### Assigned task:
Word for word, copy all the data and drop the pictures.

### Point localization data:
********
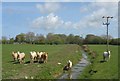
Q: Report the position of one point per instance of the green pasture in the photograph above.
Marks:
(105, 70)
(49, 70)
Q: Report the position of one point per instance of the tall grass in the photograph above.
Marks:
(105, 70)
(49, 70)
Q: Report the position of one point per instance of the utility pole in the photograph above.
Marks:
(107, 23)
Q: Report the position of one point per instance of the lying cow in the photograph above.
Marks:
(106, 56)
(21, 57)
(33, 56)
(15, 56)
(68, 66)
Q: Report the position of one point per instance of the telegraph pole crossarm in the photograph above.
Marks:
(107, 23)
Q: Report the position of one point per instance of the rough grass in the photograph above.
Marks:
(49, 70)
(105, 70)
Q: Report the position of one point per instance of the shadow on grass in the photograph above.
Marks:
(102, 61)
(27, 62)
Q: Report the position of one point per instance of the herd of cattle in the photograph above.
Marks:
(37, 56)
(34, 56)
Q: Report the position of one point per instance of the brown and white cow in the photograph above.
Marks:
********
### Written answer:
Q: Report the position of one point per instance of the green pasture in the photograph above.
Marks:
(105, 70)
(49, 70)
Q: Report the position of one point per instance of the tall grass in the photograph above.
Marks:
(105, 70)
(49, 70)
Q: Report the position of one point per instance of the utility pole in the photograph above.
Marks:
(107, 23)
Q: Report the position of one point per instance of the lying cow in the photograph above.
Marks:
(106, 56)
(21, 57)
(33, 56)
(15, 56)
(68, 66)
Q: Report the position of one point per instance of the telegraph pole crossarm in the photograph above.
Marks:
(107, 23)
Q: Report the position of one point per instance of the rough grass in the photograph above.
Marks:
(49, 70)
(105, 70)
Q: Report the position of one point per instance of the shadow on grass in the photograph above.
Marks:
(102, 61)
(27, 62)
Q: Report the position of one point per instance of the herd of cattle in the photograph above.
Marks:
(37, 56)
(34, 56)
Q: Report the position of one point per instance of the brown and white cow in the photograph above.
Marks:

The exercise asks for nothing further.